··· Exercise data
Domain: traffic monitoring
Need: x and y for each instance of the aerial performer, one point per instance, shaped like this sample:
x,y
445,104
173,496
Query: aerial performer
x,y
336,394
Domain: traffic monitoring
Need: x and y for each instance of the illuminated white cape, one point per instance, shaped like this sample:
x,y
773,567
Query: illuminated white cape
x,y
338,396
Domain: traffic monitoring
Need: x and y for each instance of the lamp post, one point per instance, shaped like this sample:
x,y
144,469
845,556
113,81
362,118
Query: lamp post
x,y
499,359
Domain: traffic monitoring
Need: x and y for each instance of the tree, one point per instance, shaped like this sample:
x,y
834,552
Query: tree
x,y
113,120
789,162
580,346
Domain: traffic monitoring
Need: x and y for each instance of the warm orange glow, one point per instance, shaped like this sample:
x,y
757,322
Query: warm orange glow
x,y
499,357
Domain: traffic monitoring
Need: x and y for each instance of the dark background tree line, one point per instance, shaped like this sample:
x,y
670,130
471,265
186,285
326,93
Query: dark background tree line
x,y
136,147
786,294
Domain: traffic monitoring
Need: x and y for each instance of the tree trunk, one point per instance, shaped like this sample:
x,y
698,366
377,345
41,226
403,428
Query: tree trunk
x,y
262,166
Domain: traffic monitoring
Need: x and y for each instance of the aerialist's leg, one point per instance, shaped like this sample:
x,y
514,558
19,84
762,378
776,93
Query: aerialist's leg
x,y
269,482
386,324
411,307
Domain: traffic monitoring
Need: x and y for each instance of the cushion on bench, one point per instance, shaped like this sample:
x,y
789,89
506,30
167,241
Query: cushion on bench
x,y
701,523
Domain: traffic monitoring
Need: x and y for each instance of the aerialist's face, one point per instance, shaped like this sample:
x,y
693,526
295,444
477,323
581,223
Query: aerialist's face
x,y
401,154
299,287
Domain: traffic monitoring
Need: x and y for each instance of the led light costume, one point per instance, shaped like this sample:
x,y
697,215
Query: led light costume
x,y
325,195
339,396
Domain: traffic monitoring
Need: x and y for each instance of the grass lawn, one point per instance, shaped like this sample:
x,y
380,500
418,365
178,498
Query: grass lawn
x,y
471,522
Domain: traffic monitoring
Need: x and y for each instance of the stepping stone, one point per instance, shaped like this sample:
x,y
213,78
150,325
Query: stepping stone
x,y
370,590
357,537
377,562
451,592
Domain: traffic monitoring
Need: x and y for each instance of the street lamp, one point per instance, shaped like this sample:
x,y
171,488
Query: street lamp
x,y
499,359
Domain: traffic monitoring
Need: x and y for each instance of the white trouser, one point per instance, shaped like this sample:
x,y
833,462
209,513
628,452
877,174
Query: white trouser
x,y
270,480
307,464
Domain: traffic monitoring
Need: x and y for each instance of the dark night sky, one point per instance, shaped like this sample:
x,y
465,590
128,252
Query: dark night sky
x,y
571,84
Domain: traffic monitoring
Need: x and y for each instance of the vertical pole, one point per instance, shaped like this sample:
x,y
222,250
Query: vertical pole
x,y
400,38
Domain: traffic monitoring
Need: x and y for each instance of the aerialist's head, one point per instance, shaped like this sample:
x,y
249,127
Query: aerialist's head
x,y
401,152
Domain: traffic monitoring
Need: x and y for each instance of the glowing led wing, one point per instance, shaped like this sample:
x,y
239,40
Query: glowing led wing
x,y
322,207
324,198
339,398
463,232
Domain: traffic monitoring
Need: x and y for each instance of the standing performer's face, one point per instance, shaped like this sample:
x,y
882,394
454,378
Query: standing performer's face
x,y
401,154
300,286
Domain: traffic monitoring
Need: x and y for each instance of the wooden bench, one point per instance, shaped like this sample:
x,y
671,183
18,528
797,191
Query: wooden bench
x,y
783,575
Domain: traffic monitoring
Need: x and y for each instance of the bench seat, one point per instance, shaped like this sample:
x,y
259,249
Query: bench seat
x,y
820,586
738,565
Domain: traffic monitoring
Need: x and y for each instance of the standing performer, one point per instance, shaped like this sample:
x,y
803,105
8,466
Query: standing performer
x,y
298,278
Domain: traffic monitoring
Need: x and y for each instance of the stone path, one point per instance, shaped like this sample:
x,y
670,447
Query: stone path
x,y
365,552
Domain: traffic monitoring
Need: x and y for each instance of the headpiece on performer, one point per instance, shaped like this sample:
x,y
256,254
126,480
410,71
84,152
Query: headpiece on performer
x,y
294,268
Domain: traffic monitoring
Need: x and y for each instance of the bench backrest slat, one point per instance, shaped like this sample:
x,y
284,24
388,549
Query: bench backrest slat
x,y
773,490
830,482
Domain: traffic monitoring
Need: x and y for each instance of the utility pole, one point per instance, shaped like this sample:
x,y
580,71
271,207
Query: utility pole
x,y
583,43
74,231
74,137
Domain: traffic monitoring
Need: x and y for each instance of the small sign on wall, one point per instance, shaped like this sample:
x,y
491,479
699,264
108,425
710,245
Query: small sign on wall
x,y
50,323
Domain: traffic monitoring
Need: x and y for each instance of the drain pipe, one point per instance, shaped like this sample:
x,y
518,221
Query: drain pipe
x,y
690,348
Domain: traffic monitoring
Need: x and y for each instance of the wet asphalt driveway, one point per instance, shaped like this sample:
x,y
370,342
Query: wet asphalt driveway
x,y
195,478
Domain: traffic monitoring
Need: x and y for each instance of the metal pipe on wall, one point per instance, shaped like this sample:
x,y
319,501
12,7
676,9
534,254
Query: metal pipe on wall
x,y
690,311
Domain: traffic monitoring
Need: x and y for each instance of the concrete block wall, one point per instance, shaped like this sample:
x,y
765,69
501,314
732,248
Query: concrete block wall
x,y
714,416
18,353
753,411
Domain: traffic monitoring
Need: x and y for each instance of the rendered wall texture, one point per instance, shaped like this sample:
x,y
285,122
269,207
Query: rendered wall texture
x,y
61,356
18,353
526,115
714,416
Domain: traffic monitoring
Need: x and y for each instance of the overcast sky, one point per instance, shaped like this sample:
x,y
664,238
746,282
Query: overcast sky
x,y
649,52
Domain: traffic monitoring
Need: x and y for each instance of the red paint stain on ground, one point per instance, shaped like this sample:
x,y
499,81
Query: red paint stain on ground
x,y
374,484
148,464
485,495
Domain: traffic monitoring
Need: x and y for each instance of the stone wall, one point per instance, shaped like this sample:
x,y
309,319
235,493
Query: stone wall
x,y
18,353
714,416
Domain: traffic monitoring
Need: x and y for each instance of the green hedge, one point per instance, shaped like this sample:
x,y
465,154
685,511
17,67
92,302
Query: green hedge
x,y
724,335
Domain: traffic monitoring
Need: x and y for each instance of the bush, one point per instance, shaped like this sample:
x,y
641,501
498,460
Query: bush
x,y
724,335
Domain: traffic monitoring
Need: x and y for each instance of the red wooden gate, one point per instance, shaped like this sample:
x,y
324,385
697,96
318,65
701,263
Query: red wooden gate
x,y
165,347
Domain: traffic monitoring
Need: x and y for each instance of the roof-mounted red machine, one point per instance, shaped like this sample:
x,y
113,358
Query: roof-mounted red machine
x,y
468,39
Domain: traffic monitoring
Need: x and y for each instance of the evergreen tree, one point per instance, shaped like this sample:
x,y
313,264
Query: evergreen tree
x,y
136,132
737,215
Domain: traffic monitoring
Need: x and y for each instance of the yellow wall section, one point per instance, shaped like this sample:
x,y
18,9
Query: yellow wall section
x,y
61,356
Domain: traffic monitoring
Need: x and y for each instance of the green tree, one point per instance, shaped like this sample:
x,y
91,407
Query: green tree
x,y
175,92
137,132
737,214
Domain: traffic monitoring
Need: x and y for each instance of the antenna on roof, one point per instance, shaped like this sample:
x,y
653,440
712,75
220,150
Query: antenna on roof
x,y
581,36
······
Retype all of the entries precisely as they are.

Domain: traffic monitoring
Need: x and y for each instance of the aerial performer, one point per instance, shaped like this sample:
x,y
445,104
173,496
Query: aerial performer
x,y
336,394
Domain: traffic monitoring
Need: x and y for each instance of the illuminated white cape, one point per instance, shaped like this sample:
x,y
773,567
Query: illuminated white cape
x,y
338,396
Domain: traffic monitoring
Need: x and y for each instance of the lamp post, one point per instance, shaped like this sample:
x,y
144,469
845,556
113,81
362,118
Query: lamp post
x,y
499,359
Domain: traffic monitoring
Need: x and y for each instance of the tree, one point per instance, shaped like this sample:
x,y
834,552
Query: tree
x,y
113,120
789,162
580,346
Domain: traffic monitoring
Need: x and y for each instance of the warm orange glow, one point per instance, shaped like this sample:
x,y
757,322
Query: warm orange glow
x,y
499,357
Domain: traffic monitoring
Need: x and y for each instance of the dark background tree line, one point per instance, shaped like this sample:
x,y
670,130
471,265
186,285
326,93
Query: dark background tree line
x,y
136,147
786,294
Domain: traffic monitoring
Need: x and y for each instance of the tree trunk, one point per instance, shaped like this sample:
x,y
698,366
377,345
41,226
403,428
Query: tree trunk
x,y
262,166
Domain: traffic monitoring
Need: x and y for each instance of the aerialist's leg, one point per instance, shaped like this sample:
x,y
514,558
19,84
762,378
776,93
Query: aerialist's leg
x,y
269,482
386,324
411,307
Domain: traffic monitoring
Need: x and y for each instance of the cushion on bench, one point per instance, shaped like this sample:
x,y
789,89
506,30
167,241
Query: cushion on bench
x,y
701,523
Domain: traffic monitoring
Need: x and y for each instance of the aerialist's face, one point per instance, shaped like this sample:
x,y
693,526
295,444
477,323
581,223
Query: aerialist's face
x,y
401,154
299,287
Domain: traffic monitoring
Need: x and y for each instance of the led light costume, one point per instance, shaped like this sample:
x,y
697,215
Query: led light costume
x,y
325,195
339,396
Domain: traffic monitoring
Need: x and y for each instance of the grass lawn, one point per instance, shaped like this sample:
x,y
380,500
418,365
178,498
Query: grass lawn
x,y
471,522
Domain: traffic monitoring
Need: x and y for each instance of the stepping stone, one point per instance, shaped like this sample:
x,y
213,78
150,325
Query: stepping stone
x,y
370,590
357,537
377,562
451,592
Domain: traffic monitoring
Need: x and y for each instance of the street lamp, one point per instance, shaped like this sample:
x,y
171,488
Query: street lamp
x,y
499,359
Domain: traffic monitoring
Need: x and y for each instance of the white trouser, one point per instance, shaped like this sample:
x,y
833,462
209,513
628,452
877,174
Query: white trouser
x,y
270,480
307,464
Domain: traffic monitoring
Need: x and y for each instance of the dark night sky, one point per instance, shaped like this sample:
x,y
465,590
128,252
Query: dark night sky
x,y
571,84
Domain: traffic monitoring
Need: x and y for each instance of the vertical pole, one point per instance, shaped like this sample:
x,y
222,250
Query: vertical pole
x,y
400,38
Domain: traffic monitoring
Need: x and y for each instance of the aerialist's head, one point per instance, shaped like this sample:
x,y
249,127
Query: aerialist's head
x,y
401,152
Domain: traffic monitoring
Need: x and y for each instance of the glowing led wing, one point per instance, shaped like this sample:
x,y
239,40
Query: glowing led wing
x,y
322,207
324,198
339,398
463,232
Domain: traffic monitoring
Need: x and y for each instance of the standing performer's face, one point per instance, shaped like this sample:
x,y
882,394
454,378
Query: standing performer's face
x,y
401,154
300,286
Domain: traffic monitoring
Need: x and y for each instance of the wooden bench, one point per instance, shaped like this sample:
x,y
671,183
18,528
797,191
Query: wooden bench
x,y
783,575
Domain: traffic monitoring
Need: x and y for each instance of the bench seat, one point per instance, shaped like this sample:
x,y
259,249
Query: bench seat
x,y
820,586
738,565
Domain: traffic monitoring
Need: x and y for each instance of the standing performer, one point per instance, shaped like this sample:
x,y
803,105
8,466
Query: standing performer
x,y
298,278
Domain: traffic monitoring
Need: x and y for each instance of the stone path, one point per instance, shaped like this sample:
x,y
670,447
Query: stone path
x,y
365,552
Domain: traffic monitoring
Need: x and y for each instance of the headpiece on performer, one point per instance, shaped like this sample:
x,y
256,254
126,480
410,71
84,152
Query: headpiece on performer
x,y
294,268
Domain: traffic monitoring
Need: x and y for each instance of the bench backrest slat, one point per instance, shaped like this sample:
x,y
284,24
388,549
Query: bench backrest slat
x,y
773,490
830,482
Domain: traffic monitoring
Need: x and y for each instance of the utility pole, one point per instance, shaped like this sample:
x,y
580,71
271,207
Query: utility pole
x,y
583,43
74,231
74,137
Domain: traffic monitoring
Need: x and y for each instance of the small sign on wall, one point per instance, shaped like this sample:
x,y
491,479
699,264
108,425
710,245
Query: small sign on wall
x,y
50,323
Domain: traffic monitoring
Need: x and y for each instance of the drain pipe, one point per instance, shaped like this sample:
x,y
518,221
Query: drain pipe
x,y
690,348
Domain: traffic monitoring
Need: x and y for each instance of the wet asphalt driveway, one point per instance, shaped like this sample:
x,y
370,342
Query: wet asphalt driveway
x,y
195,478
Domain: traffic monitoring
Need: x and y for each instance of the metal pipe on wall, one point per instance, shaped like this sample:
x,y
319,501
12,7
676,9
534,254
Query: metal pipe on wall
x,y
690,311
Domain: traffic monitoring
Need: x and y for each instance of the concrete block wall, one point per instance, shaped like this sample:
x,y
765,69
501,314
732,248
Query: concrete block wall
x,y
714,416
18,353
753,411
Domain: traffic monitoring
Need: x and y for each instance of the rendered wall texture, one point per instance, shaped like this sample:
x,y
285,122
269,207
Query: rendered wall texture
x,y
61,356
18,353
526,115
714,416
Domain: traffic monitoring
Need: x and y for each instance of the overcast sky, one point per instance, shaped like this sample:
x,y
664,238
746,282
Query: overcast sky
x,y
649,52
Domain: traffic monitoring
Need: x and y for each instance of the red paint stain on ground, one point per instance, shaped like this sample:
x,y
499,81
Query: red paint stain on ground
x,y
374,484
148,464
485,495
Domain: traffic monitoring
Need: x and y for each instance of the stone wall, one point per instance, shaped like this sample:
x,y
309,319
235,493
Query: stone wall
x,y
18,353
714,416
Domain: traffic monitoring
Need: x and y for each instance of the green hedge, one point per instance, shaped like this sample:
x,y
465,154
685,511
17,67
92,302
Query: green hedge
x,y
724,335
Domain: traffic monitoring
Need: x and y for each instance of the bush, one point per instance, shaped like this sample:
x,y
641,501
498,460
Query: bush
x,y
724,335
Domain: traffic monitoring
Need: x and y for each instance of the red wooden gate, one point per instance, shaped like this sample:
x,y
324,385
697,96
318,65
701,263
Query: red wooden gate
x,y
165,347
Domain: traffic monitoring
Need: x and y for each instance of the roof-mounted red machine, one point per instance, shaped like this sample:
x,y
113,358
Query: roof-mounted red machine
x,y
468,39
Domain: traffic monitoring
Need: x and y for each instance of the evergreen tree, one point per instance, shaped like this sample:
x,y
313,264
Query: evergreen tree
x,y
136,132
737,215
Domain: traffic monitoring
Need: x and y for each instance of the yellow wall section, one point per instance, shaped like this sample:
x,y
18,9
Query: yellow wall section
x,y
61,356
Domain: traffic monitoring
Need: x and y for each instance of the green tree, one point per instance, shaped like this sample:
x,y
91,407
Query: green tree
x,y
175,92
137,132
737,214
Domain: traffic monitoring
Need: x and y for each instance of the antenna on roof, one point per instance, shaped like this sample:
x,y
653,440
712,75
220,150
Query: antenna on roof
x,y
581,36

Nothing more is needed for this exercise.